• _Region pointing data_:
= Beginning of Section =

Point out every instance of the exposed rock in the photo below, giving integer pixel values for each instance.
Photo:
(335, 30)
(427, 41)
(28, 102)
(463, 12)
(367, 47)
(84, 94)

= End of Section =

• _Exercise_: What is needed is a word-for-word copy of the records.

• _Exercise result_:
Point out every instance of the exposed rock in the photo below, giving integer pixel values for each instance.
Photo:
(335, 30)
(427, 41)
(28, 102)
(463, 12)
(367, 47)
(84, 94)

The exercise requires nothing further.